● Consigne donnée 1
Recopiez les lignes du listing en commençant à celle qui contient « Any red racing » et en vous arrêtant après celle qui contient « [386,149,583,502] ». Remplacez « ski boot » par « snowboard boot » sans rien modifier d'autre.

● Texte source

※

On donne communément le nom de science à tout ensemble de connaissances humaines, vraies ou supposées. J'insiste sur ces deux mots, qui terminent ma définition : « ou supposées ». En effet, il est courant encore, au XXème siècle, de désigner, sous le nom de « sciences occultes » : l'alchimie, la chiromancie, l'astrologie, la cabale ; de croire à la réalité de la « science infuse », qui nous viendrait directement de Dieu, par inspiration ; de déclarer, enfin, que la métaphysique est la « science des abstractions », comme la théologie est la « science des choses divines », alors qu'il s'agit de données fort douteuses, contestables et contestées. Honorer du nom de « science » des choses aussi peu certaines, c'est faire un abus du mot. Si l'on ne veut pas rompre délibérément avec de très vieilles coutumes installées dans la langue, encore y aurait-il lieu de distinguer, très nettement, entre les sciences et la Science, celle-ci étant considérée comme le savoir humain par excellence, sans confusion possible avec ses soeurs inférieures.

La Science se compose exclusivement des connaissances qui, étant fondées sur l'expérience positive, et, par cela même, évidentes pour tout le monde, ne sont plus contestables par personne. Un fait est d'ordre scientifique lorsque sa réalité ne souffre plus aucun doute, c'est-à-dire lorsque quiconque peut contrôler son existence à volonté, à la seule condition de se placer dans les conditions requises pour cette constatation.

※

● Extraits du listing
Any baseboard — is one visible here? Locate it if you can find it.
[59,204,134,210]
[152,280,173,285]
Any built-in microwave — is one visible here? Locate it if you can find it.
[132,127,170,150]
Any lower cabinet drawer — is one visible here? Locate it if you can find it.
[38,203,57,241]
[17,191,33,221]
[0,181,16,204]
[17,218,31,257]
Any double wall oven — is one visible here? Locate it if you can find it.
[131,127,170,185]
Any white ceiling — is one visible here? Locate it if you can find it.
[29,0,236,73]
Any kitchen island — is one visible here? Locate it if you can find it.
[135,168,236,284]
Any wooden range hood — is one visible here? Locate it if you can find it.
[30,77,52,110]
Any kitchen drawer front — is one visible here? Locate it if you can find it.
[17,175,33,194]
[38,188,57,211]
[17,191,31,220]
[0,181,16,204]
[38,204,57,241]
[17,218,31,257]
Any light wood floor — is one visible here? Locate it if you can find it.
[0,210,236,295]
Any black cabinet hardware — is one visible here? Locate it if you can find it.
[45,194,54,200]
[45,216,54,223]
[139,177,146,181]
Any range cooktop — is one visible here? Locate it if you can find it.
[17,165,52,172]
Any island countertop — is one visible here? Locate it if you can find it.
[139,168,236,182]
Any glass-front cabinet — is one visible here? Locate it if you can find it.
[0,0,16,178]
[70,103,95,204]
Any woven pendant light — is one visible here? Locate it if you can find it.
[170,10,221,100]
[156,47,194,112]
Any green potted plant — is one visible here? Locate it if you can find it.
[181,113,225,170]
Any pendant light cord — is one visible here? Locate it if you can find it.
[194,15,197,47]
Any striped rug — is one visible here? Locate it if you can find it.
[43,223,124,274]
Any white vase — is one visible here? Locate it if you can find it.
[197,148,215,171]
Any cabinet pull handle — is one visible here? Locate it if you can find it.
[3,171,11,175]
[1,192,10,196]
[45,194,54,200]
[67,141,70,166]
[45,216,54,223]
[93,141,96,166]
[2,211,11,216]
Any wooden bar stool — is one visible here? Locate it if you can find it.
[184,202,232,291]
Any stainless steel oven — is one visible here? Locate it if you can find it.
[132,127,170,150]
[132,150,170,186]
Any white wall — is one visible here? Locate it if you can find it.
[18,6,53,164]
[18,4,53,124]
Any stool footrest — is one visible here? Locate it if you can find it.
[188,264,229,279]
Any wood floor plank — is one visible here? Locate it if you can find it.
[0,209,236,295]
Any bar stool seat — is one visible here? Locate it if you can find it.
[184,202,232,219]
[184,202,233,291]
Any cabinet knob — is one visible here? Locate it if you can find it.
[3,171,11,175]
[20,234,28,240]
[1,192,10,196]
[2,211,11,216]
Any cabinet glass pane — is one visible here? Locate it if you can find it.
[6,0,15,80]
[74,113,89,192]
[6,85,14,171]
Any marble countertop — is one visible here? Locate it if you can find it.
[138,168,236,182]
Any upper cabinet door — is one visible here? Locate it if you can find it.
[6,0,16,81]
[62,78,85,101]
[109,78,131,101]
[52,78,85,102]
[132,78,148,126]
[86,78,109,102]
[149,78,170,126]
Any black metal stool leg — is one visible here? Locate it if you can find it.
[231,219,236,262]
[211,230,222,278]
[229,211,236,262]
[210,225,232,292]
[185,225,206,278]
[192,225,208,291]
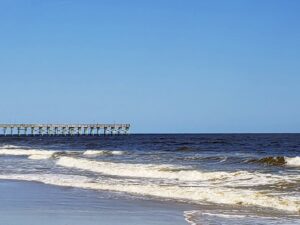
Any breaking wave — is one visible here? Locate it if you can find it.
[0,174,300,212]
[56,157,300,186]
[247,156,300,167]
[285,156,300,167]
[83,150,125,156]
[0,148,56,159]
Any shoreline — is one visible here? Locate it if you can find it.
[0,180,190,225]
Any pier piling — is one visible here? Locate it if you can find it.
[0,124,130,136]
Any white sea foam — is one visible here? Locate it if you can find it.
[0,174,300,213]
[83,150,124,156]
[284,156,300,167]
[56,157,300,186]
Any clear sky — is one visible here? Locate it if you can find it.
[0,0,300,133]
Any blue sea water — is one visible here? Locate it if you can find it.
[0,134,300,225]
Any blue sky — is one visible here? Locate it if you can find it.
[0,0,300,133]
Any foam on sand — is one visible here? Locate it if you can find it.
[0,174,300,213]
[56,157,300,186]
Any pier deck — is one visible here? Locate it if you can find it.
[0,123,130,136]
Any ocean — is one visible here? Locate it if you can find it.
[0,134,300,225]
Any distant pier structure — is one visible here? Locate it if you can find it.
[0,123,130,136]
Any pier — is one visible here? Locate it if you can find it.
[0,123,130,136]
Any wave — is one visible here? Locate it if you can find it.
[0,148,56,159]
[247,156,300,167]
[284,156,300,167]
[56,157,300,186]
[83,150,125,156]
[0,174,300,213]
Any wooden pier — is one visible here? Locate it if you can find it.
[0,123,130,136]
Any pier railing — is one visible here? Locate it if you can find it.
[0,123,130,136]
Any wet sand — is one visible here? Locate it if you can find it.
[0,180,187,225]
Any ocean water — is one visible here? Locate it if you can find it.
[0,134,300,225]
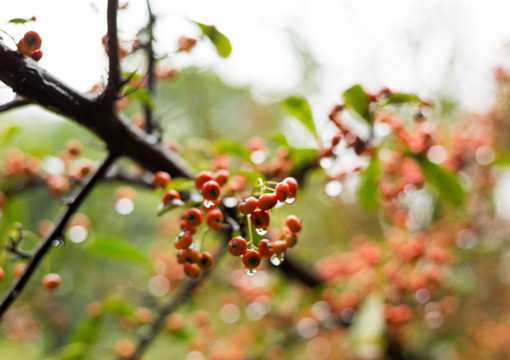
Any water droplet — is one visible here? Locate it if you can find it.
[204,200,215,208]
[269,253,284,266]
[51,239,64,247]
[115,198,135,215]
[285,198,296,204]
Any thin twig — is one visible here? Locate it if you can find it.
[144,0,156,134]
[105,0,122,103]
[0,153,117,318]
[0,98,32,112]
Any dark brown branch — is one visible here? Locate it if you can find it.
[0,154,116,318]
[105,0,122,100]
[0,99,31,112]
[128,242,228,360]
[0,42,193,178]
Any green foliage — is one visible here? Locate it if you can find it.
[282,95,318,138]
[417,156,464,205]
[194,21,232,58]
[358,155,381,209]
[342,84,373,124]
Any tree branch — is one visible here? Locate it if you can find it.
[0,98,31,112]
[0,42,193,178]
[0,153,116,318]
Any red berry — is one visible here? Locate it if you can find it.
[195,171,213,190]
[250,210,269,229]
[184,262,200,278]
[259,193,278,210]
[42,274,62,290]
[213,169,230,186]
[228,236,248,256]
[272,240,287,254]
[202,180,220,201]
[286,215,301,233]
[177,248,200,264]
[198,251,214,270]
[183,208,204,226]
[174,231,193,249]
[243,249,261,269]
[274,182,290,202]
[180,219,197,235]
[237,196,259,215]
[282,177,298,199]
[152,171,172,187]
[205,209,223,231]
[163,189,181,205]
[259,239,274,259]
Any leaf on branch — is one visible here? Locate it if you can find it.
[8,16,36,24]
[358,155,381,209]
[416,155,464,205]
[282,95,319,138]
[87,236,148,264]
[193,21,232,58]
[342,84,373,125]
[384,93,424,105]
[215,139,250,161]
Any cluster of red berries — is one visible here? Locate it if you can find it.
[228,177,301,274]
[152,170,229,278]
[17,31,42,61]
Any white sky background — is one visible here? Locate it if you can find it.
[0,0,510,116]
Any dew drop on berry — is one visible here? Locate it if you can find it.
[269,253,284,266]
[204,200,215,208]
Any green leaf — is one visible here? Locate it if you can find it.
[282,95,318,138]
[87,236,148,263]
[55,343,90,360]
[0,125,21,146]
[125,85,154,109]
[417,155,464,205]
[102,295,135,316]
[8,16,35,24]
[215,139,250,161]
[358,155,381,209]
[385,93,423,105]
[194,21,232,58]
[69,315,103,344]
[342,84,372,124]
[349,293,385,355]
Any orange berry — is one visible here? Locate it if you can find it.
[42,273,62,290]
[152,171,172,187]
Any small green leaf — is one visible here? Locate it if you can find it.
[125,85,154,109]
[358,155,381,209]
[215,139,250,161]
[87,236,148,263]
[282,95,318,138]
[8,16,35,24]
[385,93,423,105]
[343,85,372,124]
[55,342,90,360]
[0,125,21,146]
[194,21,232,58]
[417,155,464,205]
[349,293,385,355]
[68,315,103,344]
[102,295,135,316]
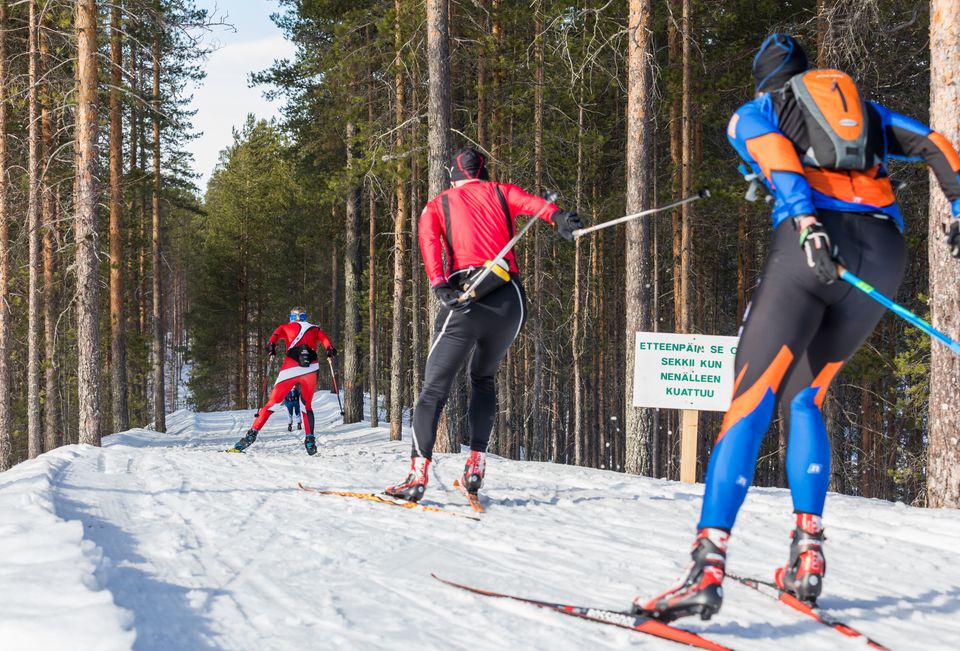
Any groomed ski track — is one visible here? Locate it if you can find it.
[0,394,960,651]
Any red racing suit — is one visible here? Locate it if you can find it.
[418,181,558,287]
[253,321,333,434]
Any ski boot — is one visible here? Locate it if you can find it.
[633,528,730,622]
[460,450,487,495]
[383,457,430,502]
[233,429,259,452]
[775,513,827,606]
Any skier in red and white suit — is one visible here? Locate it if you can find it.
[233,308,337,455]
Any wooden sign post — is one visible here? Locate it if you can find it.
[680,409,700,484]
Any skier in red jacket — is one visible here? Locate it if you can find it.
[233,308,337,455]
[386,149,583,502]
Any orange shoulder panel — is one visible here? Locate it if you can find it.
[810,362,843,407]
[746,132,803,183]
[927,131,960,172]
[717,345,793,443]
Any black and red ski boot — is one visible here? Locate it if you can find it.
[775,513,827,605]
[633,528,730,622]
[383,457,430,502]
[462,450,487,495]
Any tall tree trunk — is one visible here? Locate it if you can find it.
[0,0,13,472]
[151,36,167,432]
[527,0,545,460]
[110,1,130,432]
[27,0,43,459]
[390,0,407,441]
[427,0,459,452]
[343,121,363,423]
[622,0,652,474]
[75,0,100,446]
[927,0,960,508]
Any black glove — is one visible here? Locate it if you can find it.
[553,210,583,242]
[433,283,470,312]
[800,222,840,285]
[947,219,960,259]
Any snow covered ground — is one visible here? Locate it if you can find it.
[0,394,960,651]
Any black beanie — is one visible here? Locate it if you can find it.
[450,147,489,182]
[753,34,810,92]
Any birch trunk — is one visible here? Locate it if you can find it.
[927,0,960,508]
[150,37,167,432]
[390,0,407,441]
[27,0,43,459]
[343,122,363,423]
[38,19,64,450]
[623,0,652,474]
[0,0,13,472]
[110,4,130,432]
[427,0,459,452]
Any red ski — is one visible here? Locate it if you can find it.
[430,574,732,651]
[727,574,890,651]
[453,479,486,513]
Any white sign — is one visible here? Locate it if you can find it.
[633,332,739,411]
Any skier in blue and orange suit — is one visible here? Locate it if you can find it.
[233,308,337,455]
[634,34,960,621]
[386,148,583,502]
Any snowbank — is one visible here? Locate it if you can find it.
[0,446,135,651]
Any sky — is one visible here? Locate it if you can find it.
[189,0,294,193]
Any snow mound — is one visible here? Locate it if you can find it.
[0,394,960,651]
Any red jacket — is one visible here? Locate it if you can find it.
[419,181,558,287]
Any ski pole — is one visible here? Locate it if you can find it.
[573,188,710,239]
[458,190,557,303]
[257,359,272,416]
[837,265,960,355]
[327,357,343,416]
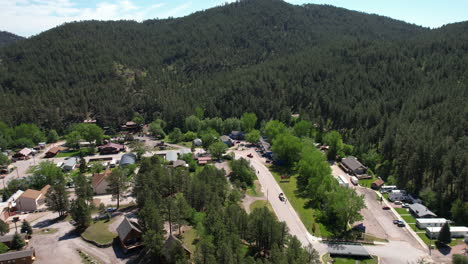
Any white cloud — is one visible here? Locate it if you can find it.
[0,0,164,36]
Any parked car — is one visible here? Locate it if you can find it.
[278,193,285,202]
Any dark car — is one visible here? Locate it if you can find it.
[278,193,285,202]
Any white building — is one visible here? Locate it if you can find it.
[416,218,447,229]
[426,226,468,239]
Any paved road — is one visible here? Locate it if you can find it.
[234,149,326,254]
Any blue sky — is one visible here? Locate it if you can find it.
[0,0,468,36]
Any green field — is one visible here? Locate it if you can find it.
[246,180,263,197]
[270,166,332,237]
[82,218,117,244]
[250,200,273,212]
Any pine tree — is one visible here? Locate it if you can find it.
[10,232,26,250]
[437,222,452,244]
[21,220,33,235]
[0,219,10,236]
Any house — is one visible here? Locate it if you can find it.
[426,226,468,239]
[0,248,36,264]
[388,192,409,202]
[197,156,211,165]
[327,243,371,258]
[229,131,245,140]
[219,135,234,147]
[341,156,367,175]
[16,185,50,212]
[45,146,66,158]
[371,179,385,190]
[0,190,24,221]
[260,138,273,158]
[172,160,187,168]
[162,234,192,263]
[165,150,178,162]
[117,217,143,252]
[62,157,78,171]
[13,148,33,160]
[91,169,111,194]
[408,203,437,218]
[98,142,125,155]
[119,153,136,167]
[0,233,29,247]
[416,218,447,229]
[193,138,203,147]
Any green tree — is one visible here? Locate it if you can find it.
[0,243,10,254]
[293,120,312,137]
[65,131,81,149]
[272,133,302,164]
[169,127,184,143]
[0,152,11,166]
[75,173,94,203]
[70,197,91,231]
[324,187,366,234]
[437,222,452,244]
[241,113,257,132]
[47,129,59,143]
[450,199,468,225]
[107,168,129,209]
[208,141,228,160]
[20,219,33,235]
[323,130,343,160]
[10,232,26,250]
[265,120,287,142]
[245,129,260,144]
[185,115,201,132]
[46,177,69,217]
[0,219,10,236]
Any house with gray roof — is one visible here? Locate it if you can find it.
[341,156,367,175]
[408,203,437,218]
[119,153,136,167]
[117,217,143,251]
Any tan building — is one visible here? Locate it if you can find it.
[92,169,111,194]
[16,185,50,211]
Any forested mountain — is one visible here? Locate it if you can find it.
[0,31,24,48]
[0,0,468,218]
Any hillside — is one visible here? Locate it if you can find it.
[0,0,468,215]
[0,31,24,48]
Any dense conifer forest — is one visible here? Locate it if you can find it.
[0,0,468,219]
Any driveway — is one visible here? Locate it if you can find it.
[30,213,128,264]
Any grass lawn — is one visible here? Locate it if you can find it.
[54,150,80,158]
[270,166,331,237]
[359,177,377,188]
[33,228,58,235]
[182,228,198,252]
[333,258,378,264]
[250,200,273,212]
[82,218,117,244]
[246,180,263,197]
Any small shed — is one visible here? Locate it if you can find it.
[119,153,136,167]
[371,179,385,190]
[408,203,437,218]
[166,150,178,162]
[117,217,143,252]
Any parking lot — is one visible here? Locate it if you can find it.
[332,165,422,249]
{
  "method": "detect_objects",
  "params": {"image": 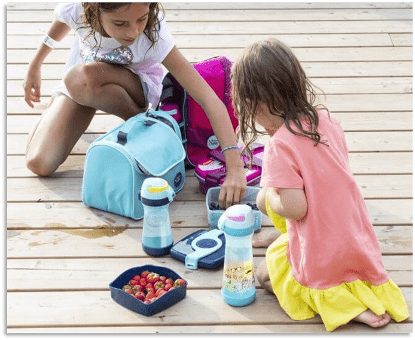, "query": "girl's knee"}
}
[256,188,268,215]
[26,150,57,177]
[63,64,96,105]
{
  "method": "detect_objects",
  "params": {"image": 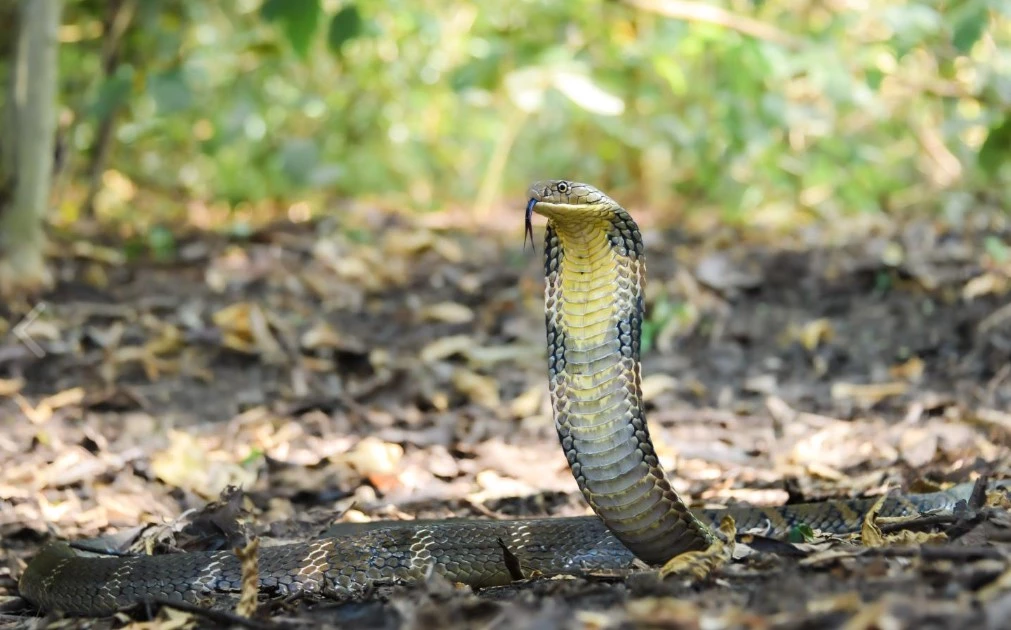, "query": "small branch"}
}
[138,598,281,630]
[623,0,804,49]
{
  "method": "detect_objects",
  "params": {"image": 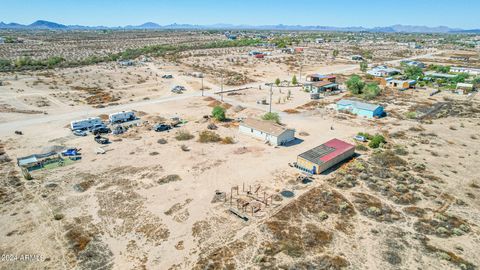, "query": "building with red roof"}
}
[296,139,355,174]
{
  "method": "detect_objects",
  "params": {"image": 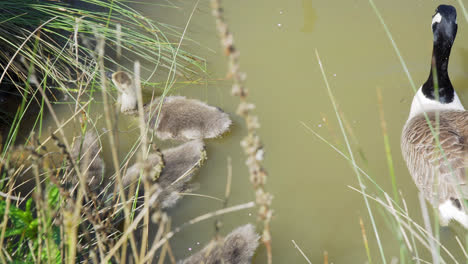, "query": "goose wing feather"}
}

※

● Consigne donnée 2
Citez mot pour mot le passage du texte sur la science qui commence aux mots « La Science se » et s'arrête après les mots « pour cette constatation. ».

● Résultat de l'exercice 1
Any red racing suit — is one visible here? Locate it if you can find it.
[418,181,558,287]
[253,321,333,434]
Any snowboard boot — is one visible here? Locate it if you can find it.
[633,528,730,622]
[460,450,487,495]
[383,457,430,502]
[233,429,259,452]
[775,513,827,606]
Any skier in red and white suit — is one visible here? Locate it if you can find it.
[233,308,337,455]
Any wooden sign post — is one visible here? Locate it if you can find it.
[680,409,700,484]
Any skier in red jacket — is one visible here? Locate it if you can find it.
[233,308,337,455]
[386,149,583,502]

● Résultat de l'exercice 2
La Science se compose exclusivement des connaissances qui, étant fondées sur l'expérience positive, et, par cela même, évidentes pour tout le monde, ne sont plus contestables par personne. Un fait est d'ordre scientifique lorsque sa réalité ne souffre plus aucun doute, c'est-à-dire lorsque quiconque peut contrôler son existence à volonté, à la seule condition de se placer dans les conditions requises pour cette constatation.